··· Selected excerpt ···
Really? The fact that a live nuclear reactor barrels around under commercial shipping lanes off this island, nearly hitting a passenger liner, is bad enough. But we’re also not allowed to know whether it was one of the four Navy subs that carry Trident nuclear missiles? Extremely “applicable”, in my view.

A brief survey of global submarine accidents over the last few decades, and your cold sweat will start to crystallise. Last year, we heard muffled reports of 14 Russian servicemen dying, after a battery exploded into flames on a nuclear sub in the Barents Sea.

Military officials told those attending the funeral in St Petersburg that their relatives had “averted a planetary catastrophe” before they died. The defence minister Sergey Shoygu said the onboard nuclear reactor was “operational”, as the crew had taken “necessary measures” to protect it.
··· Extracted information ···
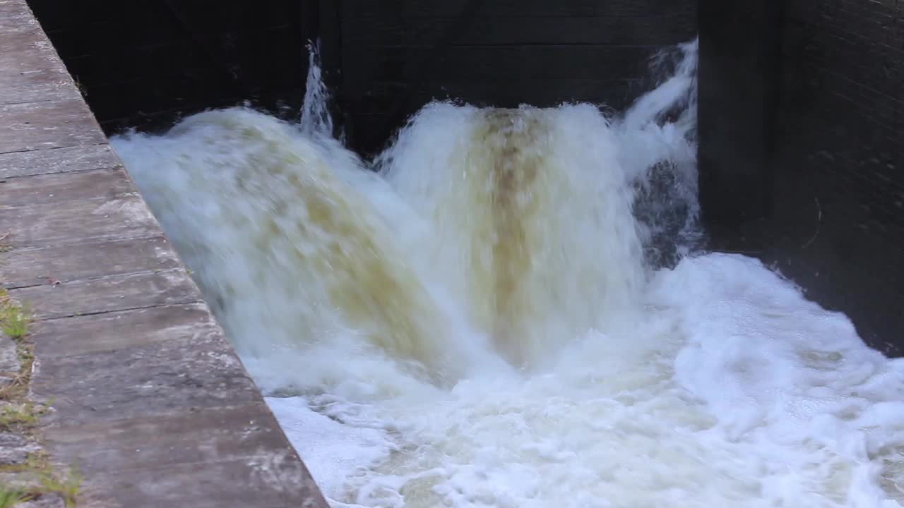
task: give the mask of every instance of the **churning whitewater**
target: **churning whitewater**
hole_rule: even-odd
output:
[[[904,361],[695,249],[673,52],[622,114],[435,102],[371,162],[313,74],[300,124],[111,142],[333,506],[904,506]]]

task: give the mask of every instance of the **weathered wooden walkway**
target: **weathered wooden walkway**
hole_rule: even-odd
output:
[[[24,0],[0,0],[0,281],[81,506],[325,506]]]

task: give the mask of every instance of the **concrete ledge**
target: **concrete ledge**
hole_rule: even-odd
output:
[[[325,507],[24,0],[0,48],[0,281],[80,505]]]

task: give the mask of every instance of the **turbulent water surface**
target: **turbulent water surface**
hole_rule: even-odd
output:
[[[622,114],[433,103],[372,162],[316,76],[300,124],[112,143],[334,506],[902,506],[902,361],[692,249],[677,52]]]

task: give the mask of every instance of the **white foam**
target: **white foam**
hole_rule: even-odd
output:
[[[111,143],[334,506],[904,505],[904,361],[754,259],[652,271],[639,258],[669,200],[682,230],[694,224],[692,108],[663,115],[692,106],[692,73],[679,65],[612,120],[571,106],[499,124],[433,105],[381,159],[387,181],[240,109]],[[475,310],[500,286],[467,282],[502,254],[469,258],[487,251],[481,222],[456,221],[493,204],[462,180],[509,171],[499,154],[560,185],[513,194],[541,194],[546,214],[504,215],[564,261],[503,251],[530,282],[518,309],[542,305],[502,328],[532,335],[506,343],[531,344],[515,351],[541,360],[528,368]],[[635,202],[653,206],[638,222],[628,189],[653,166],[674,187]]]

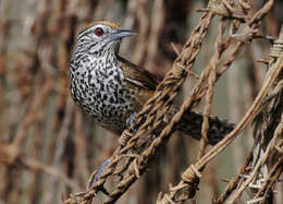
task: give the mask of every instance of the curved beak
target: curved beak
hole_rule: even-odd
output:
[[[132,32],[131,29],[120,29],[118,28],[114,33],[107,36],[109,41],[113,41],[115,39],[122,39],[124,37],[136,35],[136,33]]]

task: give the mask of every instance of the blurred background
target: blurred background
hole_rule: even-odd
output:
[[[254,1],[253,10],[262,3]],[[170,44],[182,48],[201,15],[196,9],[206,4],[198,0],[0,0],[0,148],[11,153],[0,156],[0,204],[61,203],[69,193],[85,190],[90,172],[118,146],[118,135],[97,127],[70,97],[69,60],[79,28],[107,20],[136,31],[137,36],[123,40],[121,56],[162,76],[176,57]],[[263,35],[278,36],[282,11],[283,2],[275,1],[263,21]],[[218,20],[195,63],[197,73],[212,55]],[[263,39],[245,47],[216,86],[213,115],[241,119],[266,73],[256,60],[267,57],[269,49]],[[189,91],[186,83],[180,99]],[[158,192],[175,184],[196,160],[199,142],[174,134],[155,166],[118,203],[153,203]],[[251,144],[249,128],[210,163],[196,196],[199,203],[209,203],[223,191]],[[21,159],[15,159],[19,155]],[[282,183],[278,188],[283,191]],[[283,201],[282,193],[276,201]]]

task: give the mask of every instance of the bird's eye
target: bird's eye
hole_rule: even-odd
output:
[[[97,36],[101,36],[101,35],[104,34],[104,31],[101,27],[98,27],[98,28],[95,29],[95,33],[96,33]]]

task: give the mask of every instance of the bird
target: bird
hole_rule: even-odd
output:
···
··· Extracted information ···
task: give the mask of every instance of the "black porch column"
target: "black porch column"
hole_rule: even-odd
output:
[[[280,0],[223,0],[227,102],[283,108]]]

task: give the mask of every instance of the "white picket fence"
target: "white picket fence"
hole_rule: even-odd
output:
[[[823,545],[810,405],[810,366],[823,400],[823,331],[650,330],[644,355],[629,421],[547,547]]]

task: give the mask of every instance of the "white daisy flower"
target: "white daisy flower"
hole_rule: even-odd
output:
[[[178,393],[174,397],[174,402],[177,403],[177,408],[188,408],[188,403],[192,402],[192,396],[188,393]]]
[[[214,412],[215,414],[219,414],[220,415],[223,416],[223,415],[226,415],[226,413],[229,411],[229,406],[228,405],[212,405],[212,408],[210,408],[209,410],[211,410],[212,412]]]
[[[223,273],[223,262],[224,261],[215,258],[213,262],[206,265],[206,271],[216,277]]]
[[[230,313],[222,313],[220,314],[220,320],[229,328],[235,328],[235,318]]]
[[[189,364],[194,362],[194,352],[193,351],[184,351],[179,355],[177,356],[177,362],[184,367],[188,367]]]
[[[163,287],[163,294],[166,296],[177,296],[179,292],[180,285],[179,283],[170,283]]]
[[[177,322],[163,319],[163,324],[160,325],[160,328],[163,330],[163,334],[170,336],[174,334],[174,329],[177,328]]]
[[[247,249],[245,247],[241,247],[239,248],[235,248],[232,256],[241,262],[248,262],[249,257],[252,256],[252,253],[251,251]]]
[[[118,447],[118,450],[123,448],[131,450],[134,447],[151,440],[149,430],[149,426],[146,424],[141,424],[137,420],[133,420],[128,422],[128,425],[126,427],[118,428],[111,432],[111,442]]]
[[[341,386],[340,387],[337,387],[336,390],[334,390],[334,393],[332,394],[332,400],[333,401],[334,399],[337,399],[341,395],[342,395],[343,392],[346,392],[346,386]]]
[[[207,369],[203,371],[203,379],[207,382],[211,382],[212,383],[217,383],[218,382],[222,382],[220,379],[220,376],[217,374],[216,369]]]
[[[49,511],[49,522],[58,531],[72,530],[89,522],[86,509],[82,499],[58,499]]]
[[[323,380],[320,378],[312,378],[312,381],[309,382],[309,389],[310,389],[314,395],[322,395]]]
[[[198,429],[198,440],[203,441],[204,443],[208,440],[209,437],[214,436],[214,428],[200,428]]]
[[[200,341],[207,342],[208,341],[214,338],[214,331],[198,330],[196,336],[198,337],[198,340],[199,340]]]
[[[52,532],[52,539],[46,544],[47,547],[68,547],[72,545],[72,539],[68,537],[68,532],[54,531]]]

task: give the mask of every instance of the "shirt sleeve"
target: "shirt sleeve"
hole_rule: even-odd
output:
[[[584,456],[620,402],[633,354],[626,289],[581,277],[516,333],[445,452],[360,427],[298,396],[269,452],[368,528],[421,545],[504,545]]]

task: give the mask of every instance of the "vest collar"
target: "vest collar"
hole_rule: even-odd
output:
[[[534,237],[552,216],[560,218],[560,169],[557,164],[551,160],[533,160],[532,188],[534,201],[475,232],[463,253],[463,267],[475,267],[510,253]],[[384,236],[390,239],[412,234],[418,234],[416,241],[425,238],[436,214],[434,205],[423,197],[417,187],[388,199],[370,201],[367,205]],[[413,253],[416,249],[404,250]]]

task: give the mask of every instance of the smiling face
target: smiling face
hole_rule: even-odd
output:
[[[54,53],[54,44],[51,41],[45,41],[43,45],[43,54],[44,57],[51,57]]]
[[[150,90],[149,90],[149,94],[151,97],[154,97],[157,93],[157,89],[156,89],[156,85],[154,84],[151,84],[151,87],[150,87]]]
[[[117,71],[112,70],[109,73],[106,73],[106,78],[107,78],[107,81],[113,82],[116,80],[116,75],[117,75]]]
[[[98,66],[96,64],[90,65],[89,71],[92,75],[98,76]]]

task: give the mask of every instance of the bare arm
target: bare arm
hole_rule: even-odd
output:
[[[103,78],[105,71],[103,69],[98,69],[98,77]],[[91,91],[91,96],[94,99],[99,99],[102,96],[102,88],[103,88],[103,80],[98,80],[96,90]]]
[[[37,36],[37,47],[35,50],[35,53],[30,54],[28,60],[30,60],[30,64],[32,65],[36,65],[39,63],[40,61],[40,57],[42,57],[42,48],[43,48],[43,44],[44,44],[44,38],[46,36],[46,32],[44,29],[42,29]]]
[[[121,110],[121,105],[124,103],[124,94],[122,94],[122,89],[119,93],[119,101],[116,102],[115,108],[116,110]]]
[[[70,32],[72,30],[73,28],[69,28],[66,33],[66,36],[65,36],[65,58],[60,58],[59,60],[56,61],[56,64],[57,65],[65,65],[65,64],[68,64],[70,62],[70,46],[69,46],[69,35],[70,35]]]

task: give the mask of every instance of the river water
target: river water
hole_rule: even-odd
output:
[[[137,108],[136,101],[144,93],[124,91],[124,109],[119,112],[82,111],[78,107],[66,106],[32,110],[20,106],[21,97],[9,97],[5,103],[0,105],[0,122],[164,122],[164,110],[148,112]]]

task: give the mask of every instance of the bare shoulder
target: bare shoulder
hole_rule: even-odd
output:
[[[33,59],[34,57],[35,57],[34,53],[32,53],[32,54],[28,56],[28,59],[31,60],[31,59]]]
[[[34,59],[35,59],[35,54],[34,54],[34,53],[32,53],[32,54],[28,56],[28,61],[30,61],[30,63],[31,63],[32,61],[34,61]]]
···
··· Extracted information ···
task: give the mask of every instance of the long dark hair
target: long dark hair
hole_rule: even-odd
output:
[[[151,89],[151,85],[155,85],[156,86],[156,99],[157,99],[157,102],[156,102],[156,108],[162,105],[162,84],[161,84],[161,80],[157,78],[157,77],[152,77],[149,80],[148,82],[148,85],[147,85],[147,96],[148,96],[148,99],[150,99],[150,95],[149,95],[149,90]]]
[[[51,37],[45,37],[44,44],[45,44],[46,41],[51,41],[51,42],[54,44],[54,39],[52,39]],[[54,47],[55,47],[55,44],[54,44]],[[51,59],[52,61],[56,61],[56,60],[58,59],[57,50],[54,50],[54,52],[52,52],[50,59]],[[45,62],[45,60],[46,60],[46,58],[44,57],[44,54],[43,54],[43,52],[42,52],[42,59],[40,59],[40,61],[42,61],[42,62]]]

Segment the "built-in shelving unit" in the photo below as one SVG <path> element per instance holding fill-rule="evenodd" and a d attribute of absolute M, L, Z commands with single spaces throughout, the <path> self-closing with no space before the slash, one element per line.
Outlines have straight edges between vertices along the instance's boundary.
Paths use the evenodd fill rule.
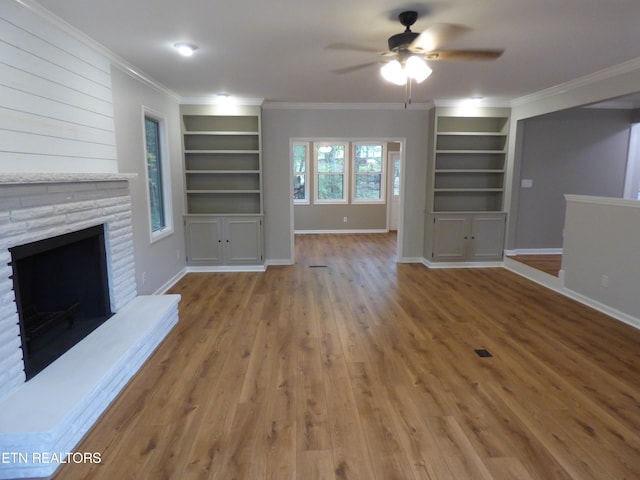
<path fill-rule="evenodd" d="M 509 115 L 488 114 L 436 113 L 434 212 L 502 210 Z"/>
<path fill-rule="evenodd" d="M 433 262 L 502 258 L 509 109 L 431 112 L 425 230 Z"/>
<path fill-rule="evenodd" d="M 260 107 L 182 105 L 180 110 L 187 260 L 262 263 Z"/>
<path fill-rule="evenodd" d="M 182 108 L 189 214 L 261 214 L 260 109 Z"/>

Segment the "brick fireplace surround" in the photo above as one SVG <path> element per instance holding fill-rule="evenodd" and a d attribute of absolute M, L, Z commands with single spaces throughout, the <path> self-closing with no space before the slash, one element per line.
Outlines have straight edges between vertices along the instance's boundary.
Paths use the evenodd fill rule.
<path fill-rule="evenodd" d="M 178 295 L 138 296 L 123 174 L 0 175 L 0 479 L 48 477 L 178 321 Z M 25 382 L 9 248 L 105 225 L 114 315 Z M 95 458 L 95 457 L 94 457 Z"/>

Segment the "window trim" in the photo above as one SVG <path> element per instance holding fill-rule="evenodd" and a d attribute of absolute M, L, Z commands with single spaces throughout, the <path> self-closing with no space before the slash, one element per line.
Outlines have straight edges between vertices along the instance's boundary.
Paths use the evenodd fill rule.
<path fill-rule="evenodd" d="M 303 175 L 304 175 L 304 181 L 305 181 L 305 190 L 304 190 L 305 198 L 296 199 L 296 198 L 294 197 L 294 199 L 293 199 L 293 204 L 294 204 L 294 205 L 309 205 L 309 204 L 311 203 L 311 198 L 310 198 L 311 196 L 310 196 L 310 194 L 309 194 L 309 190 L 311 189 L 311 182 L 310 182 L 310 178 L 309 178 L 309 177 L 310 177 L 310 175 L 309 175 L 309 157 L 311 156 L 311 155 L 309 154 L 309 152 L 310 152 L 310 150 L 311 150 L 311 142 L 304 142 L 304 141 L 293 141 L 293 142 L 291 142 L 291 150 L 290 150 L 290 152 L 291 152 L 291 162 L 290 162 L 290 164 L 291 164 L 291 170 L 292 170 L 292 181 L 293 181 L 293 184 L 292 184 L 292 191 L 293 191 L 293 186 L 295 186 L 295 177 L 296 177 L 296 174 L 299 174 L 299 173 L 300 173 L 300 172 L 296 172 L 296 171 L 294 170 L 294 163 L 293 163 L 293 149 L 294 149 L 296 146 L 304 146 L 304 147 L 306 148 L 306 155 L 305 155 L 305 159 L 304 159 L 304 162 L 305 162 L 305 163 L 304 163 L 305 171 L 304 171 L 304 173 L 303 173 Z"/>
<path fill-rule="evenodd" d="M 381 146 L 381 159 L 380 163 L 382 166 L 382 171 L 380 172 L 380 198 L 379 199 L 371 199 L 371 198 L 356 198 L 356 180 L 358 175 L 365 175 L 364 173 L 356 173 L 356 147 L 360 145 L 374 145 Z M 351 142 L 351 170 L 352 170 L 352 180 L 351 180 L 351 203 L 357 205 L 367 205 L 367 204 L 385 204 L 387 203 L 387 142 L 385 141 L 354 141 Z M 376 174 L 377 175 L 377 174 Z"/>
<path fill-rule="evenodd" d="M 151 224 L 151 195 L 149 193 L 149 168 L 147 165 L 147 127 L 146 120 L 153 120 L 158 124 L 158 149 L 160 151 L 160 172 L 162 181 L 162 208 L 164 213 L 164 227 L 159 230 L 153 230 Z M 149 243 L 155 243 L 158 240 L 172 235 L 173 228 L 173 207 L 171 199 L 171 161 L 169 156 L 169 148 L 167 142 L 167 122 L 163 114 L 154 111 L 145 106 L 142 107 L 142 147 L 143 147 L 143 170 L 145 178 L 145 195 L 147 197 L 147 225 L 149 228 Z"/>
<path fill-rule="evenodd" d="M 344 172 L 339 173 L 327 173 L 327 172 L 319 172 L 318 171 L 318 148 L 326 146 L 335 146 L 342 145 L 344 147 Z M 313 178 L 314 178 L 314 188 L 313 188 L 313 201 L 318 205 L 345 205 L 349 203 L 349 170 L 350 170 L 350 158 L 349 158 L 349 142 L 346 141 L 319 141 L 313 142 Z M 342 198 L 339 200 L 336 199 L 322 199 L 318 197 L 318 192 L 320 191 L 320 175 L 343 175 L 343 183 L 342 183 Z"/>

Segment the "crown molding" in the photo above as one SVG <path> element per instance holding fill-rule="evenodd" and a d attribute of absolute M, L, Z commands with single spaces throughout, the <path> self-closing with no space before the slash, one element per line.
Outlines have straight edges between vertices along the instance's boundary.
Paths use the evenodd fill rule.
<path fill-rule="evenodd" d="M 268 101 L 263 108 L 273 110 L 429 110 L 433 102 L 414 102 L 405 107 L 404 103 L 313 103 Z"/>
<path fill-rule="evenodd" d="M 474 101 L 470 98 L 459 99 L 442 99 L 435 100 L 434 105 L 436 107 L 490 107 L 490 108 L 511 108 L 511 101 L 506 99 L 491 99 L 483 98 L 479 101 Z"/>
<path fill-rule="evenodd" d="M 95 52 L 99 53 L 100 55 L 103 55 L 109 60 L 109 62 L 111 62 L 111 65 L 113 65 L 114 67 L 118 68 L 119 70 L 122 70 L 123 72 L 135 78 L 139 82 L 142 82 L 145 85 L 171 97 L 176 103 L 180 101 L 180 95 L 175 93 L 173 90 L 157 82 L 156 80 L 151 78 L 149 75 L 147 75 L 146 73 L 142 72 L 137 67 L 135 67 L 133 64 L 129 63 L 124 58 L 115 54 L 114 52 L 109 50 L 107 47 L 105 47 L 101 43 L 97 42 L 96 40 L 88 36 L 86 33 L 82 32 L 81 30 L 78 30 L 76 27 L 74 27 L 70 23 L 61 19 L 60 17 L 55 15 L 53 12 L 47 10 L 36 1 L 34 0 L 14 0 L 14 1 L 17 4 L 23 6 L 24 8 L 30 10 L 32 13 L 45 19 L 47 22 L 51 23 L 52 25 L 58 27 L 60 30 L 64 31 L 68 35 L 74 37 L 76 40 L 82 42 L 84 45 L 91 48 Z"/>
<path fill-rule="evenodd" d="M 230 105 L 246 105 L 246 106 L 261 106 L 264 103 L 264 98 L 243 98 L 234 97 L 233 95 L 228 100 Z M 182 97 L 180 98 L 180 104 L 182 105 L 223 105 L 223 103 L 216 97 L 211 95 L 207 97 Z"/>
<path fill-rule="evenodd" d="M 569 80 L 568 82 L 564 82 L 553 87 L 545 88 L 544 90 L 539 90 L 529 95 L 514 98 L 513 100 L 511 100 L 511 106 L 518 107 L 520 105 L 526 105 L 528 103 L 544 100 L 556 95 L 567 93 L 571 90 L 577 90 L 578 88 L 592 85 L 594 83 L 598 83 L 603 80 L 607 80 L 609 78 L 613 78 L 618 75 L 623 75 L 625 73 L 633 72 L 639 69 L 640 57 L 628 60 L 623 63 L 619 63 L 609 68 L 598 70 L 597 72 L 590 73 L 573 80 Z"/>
···
## Challenges
**1.** Answer these about the submarine passage:
(a) How many Navy subs carry Trident nuclear missiles?
(b) In which sea did the battery explode on the Russian nuclear sub?
(c) In what city was the funeral held?
**2.** Reproduce the submarine passage word for word, starting with "Really? The fact" and going on through "to protect it.".
**3.** Write what comes next in the submarine passage, picking up after its final sentence.
The data here has no connection to the submarine passage.

## Solved problems
**1.**
(a) Four
(b) The Barents Sea
(c) St Petersburg

**2.**
Really? The fact that a live nuclear reactor barrels around under commercial shipping lanes off this island, nearly hitting a passenger liner, is bad enough. But we’re also not allowed to know whether it was one of the four Navy subs that carry Trident nuclear missiles? Extremely “applicable”, in my view.

A brief survey of global submarine accidents over the last few decades, and your cold sweat will start to crystallise. Last year, we heard muffled reports of 14 Russian servicemen dying, after a battery exploded into flames on a nuclear sub in the Barents Sea.

Military officials told those attending the funeral in St Petersburg that their relatives had “averted a planetary catastrophe” before they died. The defence minister Sergey Shoygu said the onboard nuclear reactor was “operational”, as the crew had taken “necessary measures” to protect it.

**3.**
And these are the ones we know about (assuming what we know from Russian media is hardly reliable). In 2017, under a release of declassified documents from the CIA, we discovered that a Poseidon-armed US nuclear submarine, and a Russian counterpart, had collided in the waters outside Holy Loch in 1974 (so significant that Henry Kissinger was telegrammed).

It’s less easy, in these all-seeing days, to hide incidents. So in 2009, when HMS Vanguard, (bearing 16 Trident missiles and 48 warheads) clattered into the French submarine Triomphant (bearing 16 M45 missiles and 48 warheads) in the Eastern Atlantic Ocean, we knew about it pretty quickly.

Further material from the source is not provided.